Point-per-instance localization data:

Start of Block

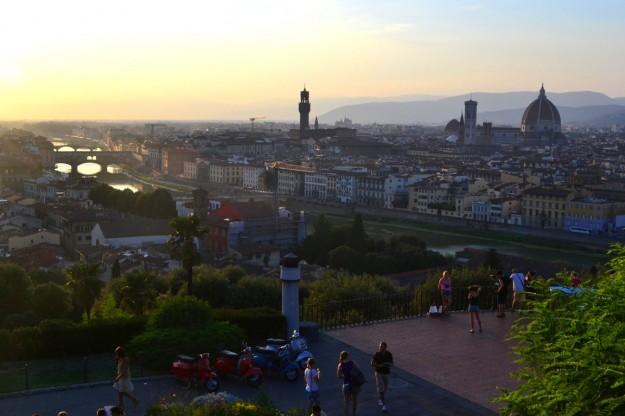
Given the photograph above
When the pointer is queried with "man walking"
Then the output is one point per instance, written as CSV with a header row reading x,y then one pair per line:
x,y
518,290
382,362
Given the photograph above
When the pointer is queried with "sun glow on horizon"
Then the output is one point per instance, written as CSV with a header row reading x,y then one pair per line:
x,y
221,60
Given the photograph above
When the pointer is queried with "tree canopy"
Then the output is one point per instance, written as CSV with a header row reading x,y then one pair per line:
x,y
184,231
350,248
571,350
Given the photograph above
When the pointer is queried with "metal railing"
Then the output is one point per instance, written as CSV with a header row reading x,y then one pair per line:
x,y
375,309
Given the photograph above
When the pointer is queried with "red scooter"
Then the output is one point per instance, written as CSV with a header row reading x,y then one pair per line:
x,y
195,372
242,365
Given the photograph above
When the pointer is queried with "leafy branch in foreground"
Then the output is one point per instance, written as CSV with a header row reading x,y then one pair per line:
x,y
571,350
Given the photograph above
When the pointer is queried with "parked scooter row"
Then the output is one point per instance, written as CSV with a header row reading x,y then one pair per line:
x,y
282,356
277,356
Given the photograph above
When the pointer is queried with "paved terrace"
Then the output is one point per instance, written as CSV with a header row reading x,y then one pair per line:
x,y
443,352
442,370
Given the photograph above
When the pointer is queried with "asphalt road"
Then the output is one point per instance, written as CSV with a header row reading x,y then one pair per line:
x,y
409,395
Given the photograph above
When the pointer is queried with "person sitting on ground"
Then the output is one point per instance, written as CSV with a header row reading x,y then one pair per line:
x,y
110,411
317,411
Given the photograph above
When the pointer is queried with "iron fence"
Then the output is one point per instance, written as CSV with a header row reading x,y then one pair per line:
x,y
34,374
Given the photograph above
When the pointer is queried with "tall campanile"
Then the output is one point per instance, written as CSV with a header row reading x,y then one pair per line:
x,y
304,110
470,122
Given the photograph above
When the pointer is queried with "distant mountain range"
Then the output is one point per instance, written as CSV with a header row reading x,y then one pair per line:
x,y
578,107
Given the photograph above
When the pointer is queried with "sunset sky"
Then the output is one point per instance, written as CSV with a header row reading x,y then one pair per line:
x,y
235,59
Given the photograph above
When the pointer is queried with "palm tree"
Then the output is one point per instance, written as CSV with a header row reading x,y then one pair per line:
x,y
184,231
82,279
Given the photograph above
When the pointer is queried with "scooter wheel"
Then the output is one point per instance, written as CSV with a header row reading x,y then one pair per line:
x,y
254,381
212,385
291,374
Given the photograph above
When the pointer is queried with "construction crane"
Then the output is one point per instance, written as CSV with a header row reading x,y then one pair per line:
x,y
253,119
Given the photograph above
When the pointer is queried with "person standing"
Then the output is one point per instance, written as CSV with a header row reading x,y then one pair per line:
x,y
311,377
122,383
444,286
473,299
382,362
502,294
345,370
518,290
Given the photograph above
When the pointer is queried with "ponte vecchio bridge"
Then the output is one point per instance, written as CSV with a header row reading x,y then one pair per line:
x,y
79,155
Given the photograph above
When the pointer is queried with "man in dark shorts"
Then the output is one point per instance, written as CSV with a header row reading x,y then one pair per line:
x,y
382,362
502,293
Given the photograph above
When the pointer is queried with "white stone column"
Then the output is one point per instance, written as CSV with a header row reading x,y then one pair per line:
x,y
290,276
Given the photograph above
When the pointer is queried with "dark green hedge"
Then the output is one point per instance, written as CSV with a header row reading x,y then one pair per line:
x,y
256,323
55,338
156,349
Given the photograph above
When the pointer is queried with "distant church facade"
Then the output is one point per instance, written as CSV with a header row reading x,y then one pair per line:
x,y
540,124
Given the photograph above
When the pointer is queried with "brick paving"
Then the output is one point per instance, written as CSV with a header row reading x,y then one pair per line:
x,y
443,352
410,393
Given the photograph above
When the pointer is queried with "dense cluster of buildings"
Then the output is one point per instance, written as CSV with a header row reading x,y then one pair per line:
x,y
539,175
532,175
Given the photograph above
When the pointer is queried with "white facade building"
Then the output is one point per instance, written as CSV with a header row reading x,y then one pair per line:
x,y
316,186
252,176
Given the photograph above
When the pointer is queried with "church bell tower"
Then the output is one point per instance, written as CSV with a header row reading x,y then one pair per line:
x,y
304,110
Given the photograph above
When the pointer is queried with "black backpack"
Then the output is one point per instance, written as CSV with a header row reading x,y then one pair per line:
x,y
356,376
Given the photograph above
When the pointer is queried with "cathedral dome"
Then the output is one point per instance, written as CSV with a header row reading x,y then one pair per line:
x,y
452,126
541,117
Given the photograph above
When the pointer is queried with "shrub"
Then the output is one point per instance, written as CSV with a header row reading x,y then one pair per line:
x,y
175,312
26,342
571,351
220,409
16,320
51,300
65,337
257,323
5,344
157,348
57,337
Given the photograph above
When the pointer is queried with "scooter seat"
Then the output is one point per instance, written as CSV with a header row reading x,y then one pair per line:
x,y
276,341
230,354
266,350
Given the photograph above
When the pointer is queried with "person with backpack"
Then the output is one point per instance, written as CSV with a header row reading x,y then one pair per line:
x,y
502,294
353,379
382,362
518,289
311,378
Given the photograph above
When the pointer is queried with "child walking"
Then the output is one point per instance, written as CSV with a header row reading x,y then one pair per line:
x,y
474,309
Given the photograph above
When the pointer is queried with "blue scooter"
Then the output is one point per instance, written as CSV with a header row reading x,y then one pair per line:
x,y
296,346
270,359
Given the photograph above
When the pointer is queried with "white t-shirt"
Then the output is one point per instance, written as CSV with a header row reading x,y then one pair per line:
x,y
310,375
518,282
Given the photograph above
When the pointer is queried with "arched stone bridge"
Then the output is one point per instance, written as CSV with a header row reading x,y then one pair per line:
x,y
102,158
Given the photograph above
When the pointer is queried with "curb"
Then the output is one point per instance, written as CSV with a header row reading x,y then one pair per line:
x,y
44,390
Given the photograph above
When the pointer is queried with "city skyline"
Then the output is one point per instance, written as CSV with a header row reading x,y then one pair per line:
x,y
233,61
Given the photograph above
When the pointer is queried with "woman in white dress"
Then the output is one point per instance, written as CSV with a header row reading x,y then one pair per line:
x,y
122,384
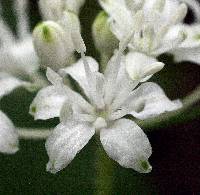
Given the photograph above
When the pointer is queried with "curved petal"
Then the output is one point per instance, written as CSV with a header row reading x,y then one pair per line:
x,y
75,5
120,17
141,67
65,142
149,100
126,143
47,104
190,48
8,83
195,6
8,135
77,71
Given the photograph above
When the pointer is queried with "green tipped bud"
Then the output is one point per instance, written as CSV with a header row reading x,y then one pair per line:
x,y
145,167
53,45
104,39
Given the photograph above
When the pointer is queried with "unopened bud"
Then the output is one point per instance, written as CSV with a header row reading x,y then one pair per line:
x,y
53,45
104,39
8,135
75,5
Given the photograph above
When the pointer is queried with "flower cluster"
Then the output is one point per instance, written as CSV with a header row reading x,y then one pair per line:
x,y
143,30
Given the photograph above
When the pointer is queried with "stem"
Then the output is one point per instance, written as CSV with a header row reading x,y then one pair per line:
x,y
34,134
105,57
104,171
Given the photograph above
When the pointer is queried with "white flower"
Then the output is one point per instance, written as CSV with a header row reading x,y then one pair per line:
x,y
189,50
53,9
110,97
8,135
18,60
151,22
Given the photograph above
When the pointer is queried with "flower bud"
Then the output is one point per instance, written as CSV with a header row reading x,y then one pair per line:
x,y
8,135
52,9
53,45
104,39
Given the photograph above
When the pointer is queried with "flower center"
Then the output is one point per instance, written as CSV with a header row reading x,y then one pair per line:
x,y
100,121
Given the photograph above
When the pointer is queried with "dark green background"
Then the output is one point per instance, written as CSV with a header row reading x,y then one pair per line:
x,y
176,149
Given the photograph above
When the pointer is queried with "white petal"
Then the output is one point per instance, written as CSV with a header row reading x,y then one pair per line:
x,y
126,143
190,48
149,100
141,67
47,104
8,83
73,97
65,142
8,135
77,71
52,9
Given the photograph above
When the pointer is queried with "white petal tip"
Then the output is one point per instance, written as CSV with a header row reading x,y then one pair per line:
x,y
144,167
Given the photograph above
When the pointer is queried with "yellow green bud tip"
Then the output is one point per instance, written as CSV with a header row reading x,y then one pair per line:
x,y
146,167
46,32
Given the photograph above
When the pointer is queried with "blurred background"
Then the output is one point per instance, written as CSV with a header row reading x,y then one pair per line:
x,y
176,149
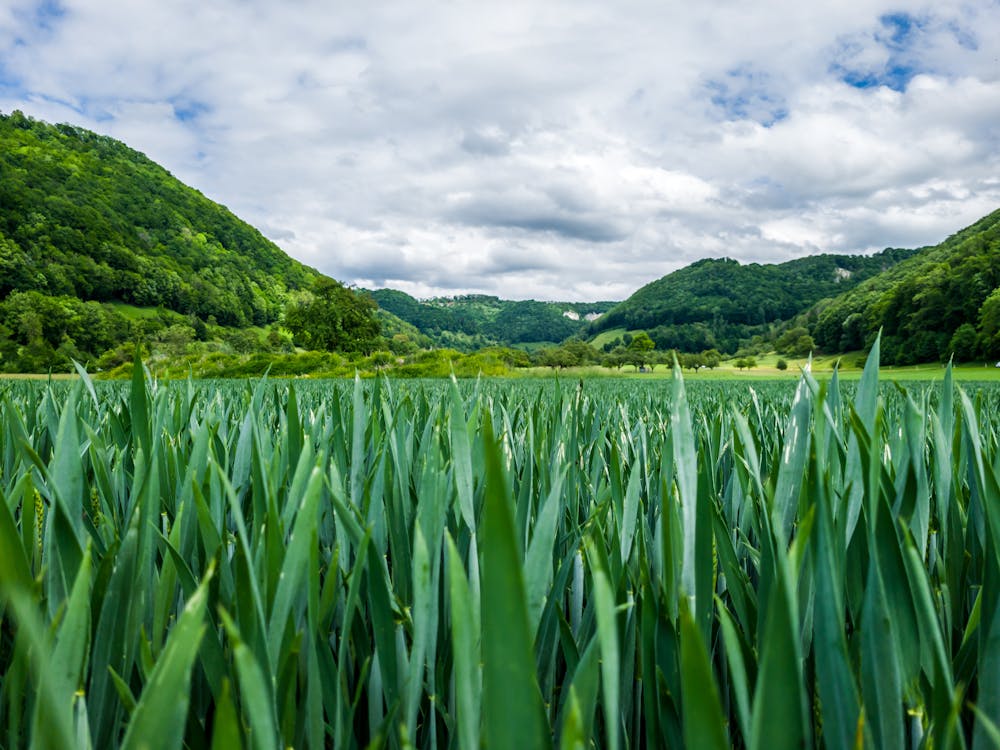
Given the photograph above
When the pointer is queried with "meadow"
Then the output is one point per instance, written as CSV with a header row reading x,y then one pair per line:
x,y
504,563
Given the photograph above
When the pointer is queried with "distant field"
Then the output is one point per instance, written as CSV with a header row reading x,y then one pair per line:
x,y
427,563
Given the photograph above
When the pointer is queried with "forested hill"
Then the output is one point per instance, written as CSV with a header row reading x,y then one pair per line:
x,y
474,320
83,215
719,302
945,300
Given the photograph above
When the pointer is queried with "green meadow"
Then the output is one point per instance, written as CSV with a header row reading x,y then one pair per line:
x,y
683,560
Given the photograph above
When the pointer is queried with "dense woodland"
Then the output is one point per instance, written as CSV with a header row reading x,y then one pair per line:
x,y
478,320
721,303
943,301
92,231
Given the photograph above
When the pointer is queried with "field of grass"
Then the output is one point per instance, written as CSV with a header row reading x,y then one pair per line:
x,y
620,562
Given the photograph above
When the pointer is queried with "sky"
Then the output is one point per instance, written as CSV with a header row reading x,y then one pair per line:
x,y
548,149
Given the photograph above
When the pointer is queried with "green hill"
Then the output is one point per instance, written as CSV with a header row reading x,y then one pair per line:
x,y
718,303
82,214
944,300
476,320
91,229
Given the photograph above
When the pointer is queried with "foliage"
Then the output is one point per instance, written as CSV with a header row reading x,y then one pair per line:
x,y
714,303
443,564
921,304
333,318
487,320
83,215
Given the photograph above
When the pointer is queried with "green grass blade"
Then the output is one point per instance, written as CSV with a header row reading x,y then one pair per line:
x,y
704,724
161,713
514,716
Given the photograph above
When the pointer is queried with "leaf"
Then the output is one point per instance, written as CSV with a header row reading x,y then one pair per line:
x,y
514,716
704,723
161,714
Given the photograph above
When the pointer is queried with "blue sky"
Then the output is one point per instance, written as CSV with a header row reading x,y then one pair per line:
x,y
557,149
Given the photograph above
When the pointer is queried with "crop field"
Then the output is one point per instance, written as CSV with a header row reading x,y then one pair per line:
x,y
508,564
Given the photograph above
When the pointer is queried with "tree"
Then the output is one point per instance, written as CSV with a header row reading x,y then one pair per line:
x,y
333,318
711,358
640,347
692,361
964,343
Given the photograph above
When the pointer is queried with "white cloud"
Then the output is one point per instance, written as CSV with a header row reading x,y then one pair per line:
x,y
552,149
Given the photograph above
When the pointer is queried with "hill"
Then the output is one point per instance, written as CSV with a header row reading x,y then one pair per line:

End of Block

▸ Aim of the task
Each line of the records above that includes the string "facade" should be counted. Report the total alone.

▸ Exercise result
2